**Exercise prompt**
Could you copy out, word for word, the lines starting at the one containing "segment: white wall" and ending at the one containing "[[0, 57], [0, 155], [44, 116], [39, 81]]", with both of those lines included and the picture left out?

**Data provided**
★ ★ ★ ★ ★ ★ ★

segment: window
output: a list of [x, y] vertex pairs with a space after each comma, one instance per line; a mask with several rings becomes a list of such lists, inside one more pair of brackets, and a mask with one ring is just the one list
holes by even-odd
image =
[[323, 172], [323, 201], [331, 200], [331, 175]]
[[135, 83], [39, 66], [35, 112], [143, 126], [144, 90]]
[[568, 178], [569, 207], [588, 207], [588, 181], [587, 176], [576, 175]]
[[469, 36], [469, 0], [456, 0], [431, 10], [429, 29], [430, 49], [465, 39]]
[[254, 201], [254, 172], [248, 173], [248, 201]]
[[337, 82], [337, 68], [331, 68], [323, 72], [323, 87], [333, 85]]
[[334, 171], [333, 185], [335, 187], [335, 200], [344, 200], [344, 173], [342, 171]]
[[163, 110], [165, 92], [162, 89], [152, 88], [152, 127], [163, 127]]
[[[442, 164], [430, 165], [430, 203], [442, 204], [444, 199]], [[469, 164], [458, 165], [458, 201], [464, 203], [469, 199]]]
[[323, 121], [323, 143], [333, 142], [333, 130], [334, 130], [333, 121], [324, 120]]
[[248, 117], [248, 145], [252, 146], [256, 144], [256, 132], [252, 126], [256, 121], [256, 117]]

★ ★ ★ ★ ★ ★ ★

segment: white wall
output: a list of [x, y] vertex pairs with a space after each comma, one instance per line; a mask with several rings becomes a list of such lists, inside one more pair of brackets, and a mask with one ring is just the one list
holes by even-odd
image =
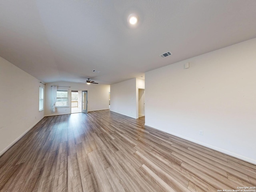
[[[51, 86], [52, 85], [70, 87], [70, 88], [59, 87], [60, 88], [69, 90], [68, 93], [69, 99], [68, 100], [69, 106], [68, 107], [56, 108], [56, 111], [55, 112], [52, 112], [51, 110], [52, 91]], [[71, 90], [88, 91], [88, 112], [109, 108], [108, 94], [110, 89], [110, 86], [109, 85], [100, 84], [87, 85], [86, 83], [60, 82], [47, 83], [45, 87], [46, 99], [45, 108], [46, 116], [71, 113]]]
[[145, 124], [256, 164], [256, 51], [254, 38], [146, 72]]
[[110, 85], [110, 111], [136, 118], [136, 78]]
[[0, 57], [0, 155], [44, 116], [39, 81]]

★ ★ ★ ★ ★ ★ ★

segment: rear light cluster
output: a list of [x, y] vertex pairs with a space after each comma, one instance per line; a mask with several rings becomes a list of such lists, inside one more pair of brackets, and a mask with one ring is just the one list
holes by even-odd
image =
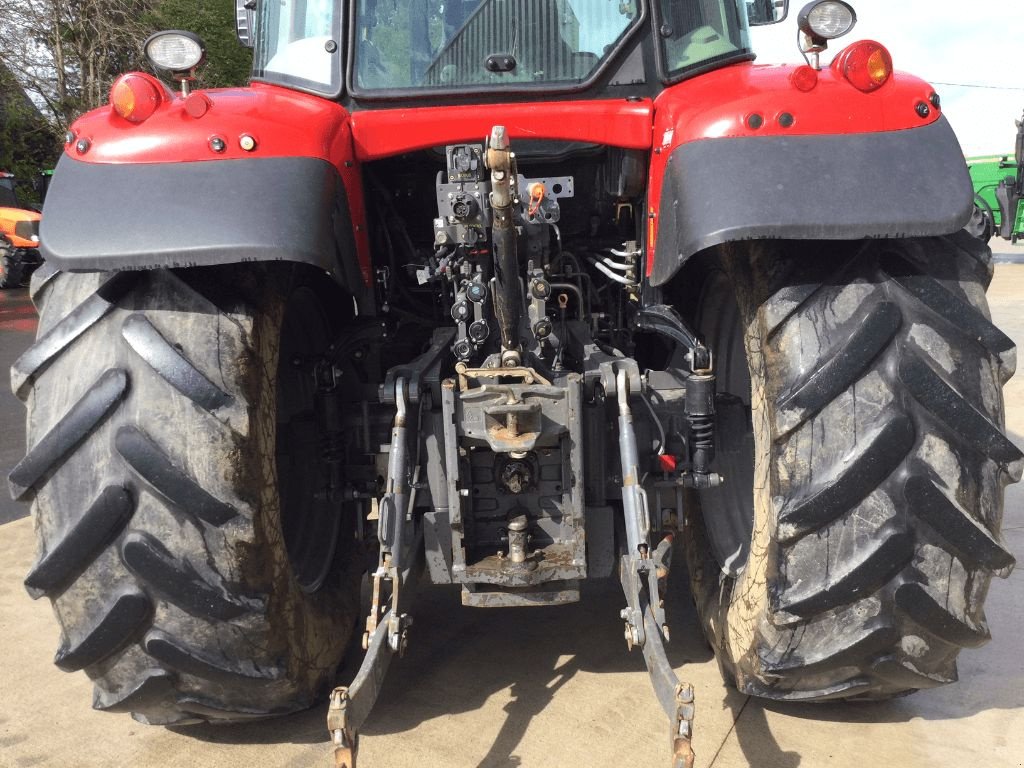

★ ★ ★ ★ ★ ★ ★

**Solution to the exercise**
segment: white wall
output: a list of [x, y] vertex pairs with a space after each comma, one instance per line; a mask with several rings becomes a list of such lists, inside one more pair of brackets, and a mask with one ring is just the one list
holes by even-odd
image =
[[[51, 86], [52, 85], [70, 87], [70, 88], [59, 87], [60, 88], [69, 90], [68, 93], [69, 99], [68, 100], [69, 106], [68, 107], [56, 108], [56, 111], [55, 112], [52, 112], [51, 110], [52, 91]], [[71, 90], [88, 91], [88, 112], [109, 108], [108, 94], [110, 89], [110, 86], [109, 85], [100, 84], [87, 85], [86, 83], [60, 82], [47, 83], [45, 87], [46, 99], [45, 108], [46, 116], [71, 113]]]
[[145, 124], [256, 164], [256, 51], [254, 38], [146, 72]]
[[110, 85], [110, 111], [136, 118], [136, 78]]
[[0, 57], [0, 155], [44, 116], [39, 81]]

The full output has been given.